*Exercise task*. Update the records below by replacing each occurrence of "scoring overlay" with "review overlay", leaving every other word unchanged.

-------------------------

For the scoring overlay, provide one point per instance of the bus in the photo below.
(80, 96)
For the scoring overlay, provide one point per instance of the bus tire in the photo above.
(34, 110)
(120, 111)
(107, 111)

-------------------------

*Solution to this problem*.
For the review overlay, provide one point per instance of the bus in the photo below.
(80, 96)
For the review overlay, provide one point per instance of the bus tire in the photo above.
(34, 110)
(120, 111)
(107, 111)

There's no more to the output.